◆ Source
--- begin ---

We didn’t just watch Premonition, we also watched all of the documentaries about people who actually have premonitions that they included on the disk. Bless their hearts, it made the stinking mess of the movie even more clear. If you’re not going to make a movie actually about premonitions, don’t include supplemental material that will make how short you fell so readily apparent.
Anyway, the documentaries were interesting–interviews with people who claim to have had premonitions. And they were also sad. One guy had a premonition of a terrible plane crash some decades ago and you could see that he still felt anguish over the fact that he was unable to really do anything about it. Why, he wondered, was he shown these things, if he wasn’t supposed to do anything about them?
I told the Professor that this is where I differ from folks like that. I’m willing to believe that people can have premonitions. I don’t believe the whole future is set, but I believe that events in the past and in the present make certain future events almost inevitable. And I would not be surprised to learn in the future that we’d discovered that some people really can sense some things.
Not because they’ve been touched by God necessarily, but because there is a slight evolutionary advantage (or maybe more than slight) to being able to anticipate trouble.
I don’t think these folks have a gift given to them by Anyone. But I don’t doubt that, for some of them, something real is happening.
Same thing with this show I was watching the other night on the SciFi channel about Virginia City and how haunted it’s supposed to be. There was some interesting footage of what looked very much like a somewhat, but not quite solid figure walking in front of a window. I was ready to go that far with them, that they’d found something they couldn’t explain–a figure walking. But they were convinced that it was the ghost of a departed person.
I just couldn’t go that far with them. Clearly, something was on the film. I wanted to see them do some work to try to debunk it. Could they have made something similar happen by, I don’t know, giving the dust time to resettle and then opening and closing a door in the room? Was there a curtain we didn’t see? I don’t know.
But then, let’s say that there’s nothing in the room that would explain that footage and it also isn’t the result of tampering. How can we know that it’s a ghost of a dead person? What if it’s an elf or some kind of being that never had a body? I mean, I know that’s kind of ridiculous on its surface, but once we’ve decided that something might be supernatural, why is the obvious explanation that it’s a ghost? We’re in a realm we don’t know anything about. Who knows what kinds of things live there?

--- end ---

◆ Exercises
A - Answer these questions from the post about premonitions and ghosts:
(i) What did the man in one of the documentaries have a premonition of?
(ii) On which channel did the show about Virginia City air?
(iii) In the show's footage, what was seen walking in front of a window?
B - Please repeat the passage of the post about premonitions and ghosts that falls between "Not because they’ve" and "real is happening.", inclusive.

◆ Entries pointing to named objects
--- begin ---

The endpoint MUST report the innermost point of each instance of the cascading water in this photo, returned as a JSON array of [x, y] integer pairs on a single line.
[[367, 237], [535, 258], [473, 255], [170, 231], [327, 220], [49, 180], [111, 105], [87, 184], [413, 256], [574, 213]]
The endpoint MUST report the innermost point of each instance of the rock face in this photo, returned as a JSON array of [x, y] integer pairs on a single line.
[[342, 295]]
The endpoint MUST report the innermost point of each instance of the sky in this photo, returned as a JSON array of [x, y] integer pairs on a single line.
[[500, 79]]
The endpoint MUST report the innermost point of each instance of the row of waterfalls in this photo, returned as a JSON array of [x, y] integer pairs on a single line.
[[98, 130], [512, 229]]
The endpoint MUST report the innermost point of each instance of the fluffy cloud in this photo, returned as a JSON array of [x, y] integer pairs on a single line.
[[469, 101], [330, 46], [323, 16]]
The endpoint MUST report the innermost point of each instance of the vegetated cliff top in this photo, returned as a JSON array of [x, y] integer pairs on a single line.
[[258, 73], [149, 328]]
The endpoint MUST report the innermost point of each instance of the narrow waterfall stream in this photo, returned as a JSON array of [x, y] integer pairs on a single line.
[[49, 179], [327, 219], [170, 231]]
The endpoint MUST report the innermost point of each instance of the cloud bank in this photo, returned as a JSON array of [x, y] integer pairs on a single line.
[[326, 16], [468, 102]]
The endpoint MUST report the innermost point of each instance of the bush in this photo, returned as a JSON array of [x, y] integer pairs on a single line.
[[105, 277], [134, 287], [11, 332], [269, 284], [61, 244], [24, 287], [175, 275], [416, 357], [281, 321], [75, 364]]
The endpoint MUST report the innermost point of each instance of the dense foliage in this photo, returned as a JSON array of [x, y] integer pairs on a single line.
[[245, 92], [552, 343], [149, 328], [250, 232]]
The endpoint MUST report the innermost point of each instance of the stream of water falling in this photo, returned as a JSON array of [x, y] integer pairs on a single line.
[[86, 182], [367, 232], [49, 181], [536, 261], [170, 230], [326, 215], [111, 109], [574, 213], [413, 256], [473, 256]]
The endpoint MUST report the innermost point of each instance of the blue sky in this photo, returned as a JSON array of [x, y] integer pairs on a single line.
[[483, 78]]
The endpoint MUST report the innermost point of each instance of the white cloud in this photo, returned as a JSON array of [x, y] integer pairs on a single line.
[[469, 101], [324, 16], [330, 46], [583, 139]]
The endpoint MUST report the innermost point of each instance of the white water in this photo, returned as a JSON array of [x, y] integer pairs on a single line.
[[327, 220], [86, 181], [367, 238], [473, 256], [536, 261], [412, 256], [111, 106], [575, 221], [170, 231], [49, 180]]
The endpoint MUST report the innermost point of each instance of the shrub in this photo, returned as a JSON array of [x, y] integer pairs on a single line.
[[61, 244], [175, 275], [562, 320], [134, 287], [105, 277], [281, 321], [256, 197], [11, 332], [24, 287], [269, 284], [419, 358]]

--- end ---

◆ Expected responses
A -
(i) A terrible plane crash some decades ago.
(ii) The SciFi channel.
(iii) A somewhat, but not quite solid figure.

B -
Not because they’ve been touched by God necessarily, but because there is a slight evolutionary advantage (or maybe more than slight) to being able to anticipate trouble.
I don’t think these folks have a gift given to them by Anyone. But I don’t doubt that, for some of them, something real is happening.